# [PASSAGE TO READ]
## start
My vote is for Gordon to invent a name and then use it.  As LIMMA becomes 
more popular, the terminology will migrate to popular usage.

Cheers,
Naomi

At 07:30 AM 2/1/2005, Gordon K Smyth wrote:
> > Date: Mon, 31 Jan 2005 09:56:09 -0500
> > From: Naomi Altman <naomi at stat.psu.edu>
> > Subject: [BioC] limma - FDR adjusted "p-values"
> > To: bioconductor at stat.math.ethz.ch
> >
> > Just a suggestion:
> >
> > The FDR adjusted "p-values" are called "q-values" in much of the
> > literature.  I suggest that limma follow suit,
>
>It's certainly true that a lot of users have trouble with FDR and with 
>adjusted p-values in
>general.  Perhaps you're right that limma should use the term 
>"q-values".  This would associate
>p-values with control/estimation of FWER and q-values with 
>control/estimation of FDR.
## end
# [RECORD EXTRACTS]
## start
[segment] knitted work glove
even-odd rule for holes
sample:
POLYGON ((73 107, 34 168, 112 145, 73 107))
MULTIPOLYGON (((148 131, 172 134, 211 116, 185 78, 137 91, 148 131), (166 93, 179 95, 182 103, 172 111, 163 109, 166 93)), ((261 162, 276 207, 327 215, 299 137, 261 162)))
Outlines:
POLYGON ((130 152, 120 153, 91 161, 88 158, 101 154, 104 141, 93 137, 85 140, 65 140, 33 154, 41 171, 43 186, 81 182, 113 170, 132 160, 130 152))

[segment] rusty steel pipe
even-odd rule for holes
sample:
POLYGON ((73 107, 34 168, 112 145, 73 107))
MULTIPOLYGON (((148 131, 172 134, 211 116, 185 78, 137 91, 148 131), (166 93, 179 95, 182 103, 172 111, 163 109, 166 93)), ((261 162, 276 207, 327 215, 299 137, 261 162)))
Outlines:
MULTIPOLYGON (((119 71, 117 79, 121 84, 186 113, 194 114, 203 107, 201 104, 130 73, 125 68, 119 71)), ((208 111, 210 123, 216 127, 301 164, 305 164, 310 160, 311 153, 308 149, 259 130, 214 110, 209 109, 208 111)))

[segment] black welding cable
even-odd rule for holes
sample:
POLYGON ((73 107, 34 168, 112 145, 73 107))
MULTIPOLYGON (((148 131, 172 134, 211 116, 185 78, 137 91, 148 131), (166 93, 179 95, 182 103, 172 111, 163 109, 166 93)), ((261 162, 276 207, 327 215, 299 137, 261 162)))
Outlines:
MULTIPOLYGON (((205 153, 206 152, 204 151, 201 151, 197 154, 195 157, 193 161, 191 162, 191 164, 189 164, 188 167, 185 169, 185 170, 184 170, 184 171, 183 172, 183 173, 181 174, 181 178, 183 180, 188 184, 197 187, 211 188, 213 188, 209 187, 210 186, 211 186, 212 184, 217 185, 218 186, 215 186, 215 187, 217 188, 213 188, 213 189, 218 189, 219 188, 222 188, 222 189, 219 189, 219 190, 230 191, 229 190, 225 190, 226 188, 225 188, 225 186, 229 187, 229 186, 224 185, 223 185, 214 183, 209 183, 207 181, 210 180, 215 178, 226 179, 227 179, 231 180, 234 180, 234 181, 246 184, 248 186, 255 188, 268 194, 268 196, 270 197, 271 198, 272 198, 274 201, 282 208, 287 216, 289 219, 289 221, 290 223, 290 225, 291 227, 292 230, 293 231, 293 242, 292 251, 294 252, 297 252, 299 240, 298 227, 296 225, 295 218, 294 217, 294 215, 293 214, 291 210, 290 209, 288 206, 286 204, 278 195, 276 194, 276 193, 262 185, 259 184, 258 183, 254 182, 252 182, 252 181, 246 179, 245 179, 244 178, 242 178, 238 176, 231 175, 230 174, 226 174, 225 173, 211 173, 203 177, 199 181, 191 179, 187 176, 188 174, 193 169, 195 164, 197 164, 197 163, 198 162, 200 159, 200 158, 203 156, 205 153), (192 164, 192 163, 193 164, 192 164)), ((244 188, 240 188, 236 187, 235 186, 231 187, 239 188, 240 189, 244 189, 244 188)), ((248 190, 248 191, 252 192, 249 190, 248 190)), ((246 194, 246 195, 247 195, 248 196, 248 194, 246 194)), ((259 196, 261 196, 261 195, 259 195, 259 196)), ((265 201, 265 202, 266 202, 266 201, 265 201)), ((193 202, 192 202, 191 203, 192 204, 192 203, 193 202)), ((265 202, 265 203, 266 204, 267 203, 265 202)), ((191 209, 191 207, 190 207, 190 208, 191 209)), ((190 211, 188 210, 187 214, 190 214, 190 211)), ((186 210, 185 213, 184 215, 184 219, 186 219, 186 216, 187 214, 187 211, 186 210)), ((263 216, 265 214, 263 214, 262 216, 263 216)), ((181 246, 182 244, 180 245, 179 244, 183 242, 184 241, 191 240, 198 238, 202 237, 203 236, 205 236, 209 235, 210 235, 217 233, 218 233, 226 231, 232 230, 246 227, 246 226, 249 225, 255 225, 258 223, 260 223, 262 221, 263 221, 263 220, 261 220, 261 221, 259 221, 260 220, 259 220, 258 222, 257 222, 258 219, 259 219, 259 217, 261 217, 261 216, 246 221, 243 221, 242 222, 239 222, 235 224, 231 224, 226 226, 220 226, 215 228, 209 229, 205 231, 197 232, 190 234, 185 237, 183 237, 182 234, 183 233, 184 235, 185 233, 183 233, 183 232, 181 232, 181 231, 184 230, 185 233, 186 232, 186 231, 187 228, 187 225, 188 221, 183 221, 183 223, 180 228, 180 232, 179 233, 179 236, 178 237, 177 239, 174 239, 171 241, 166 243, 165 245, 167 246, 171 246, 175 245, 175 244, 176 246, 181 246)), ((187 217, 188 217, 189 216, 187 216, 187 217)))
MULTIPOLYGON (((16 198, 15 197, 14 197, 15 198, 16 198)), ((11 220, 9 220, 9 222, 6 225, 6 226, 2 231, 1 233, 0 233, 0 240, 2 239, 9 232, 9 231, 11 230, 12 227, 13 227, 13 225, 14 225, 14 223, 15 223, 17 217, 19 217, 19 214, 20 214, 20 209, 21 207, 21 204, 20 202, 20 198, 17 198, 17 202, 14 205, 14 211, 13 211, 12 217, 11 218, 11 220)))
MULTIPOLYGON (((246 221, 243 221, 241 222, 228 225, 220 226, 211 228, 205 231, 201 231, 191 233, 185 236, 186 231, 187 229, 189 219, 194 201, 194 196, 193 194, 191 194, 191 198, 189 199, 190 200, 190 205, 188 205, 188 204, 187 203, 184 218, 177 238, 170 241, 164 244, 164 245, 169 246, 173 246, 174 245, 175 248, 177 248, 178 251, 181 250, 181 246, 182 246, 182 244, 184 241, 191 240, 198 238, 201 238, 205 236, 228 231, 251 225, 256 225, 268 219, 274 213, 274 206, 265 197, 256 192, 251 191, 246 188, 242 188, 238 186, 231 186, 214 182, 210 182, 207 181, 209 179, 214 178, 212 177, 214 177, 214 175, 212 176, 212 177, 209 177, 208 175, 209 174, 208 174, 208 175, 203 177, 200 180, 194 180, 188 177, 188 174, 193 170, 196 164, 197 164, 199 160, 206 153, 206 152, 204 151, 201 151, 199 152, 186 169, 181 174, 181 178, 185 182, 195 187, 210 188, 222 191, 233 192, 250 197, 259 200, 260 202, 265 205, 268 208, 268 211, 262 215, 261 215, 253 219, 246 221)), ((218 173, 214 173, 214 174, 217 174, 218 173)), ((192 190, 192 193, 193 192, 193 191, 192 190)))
## end
# [TASK DESCRIPTION]
Name every header field that appears in the quoted message within the limma discussion above.

# [THE SOLUTION]
Date, From, Subject, To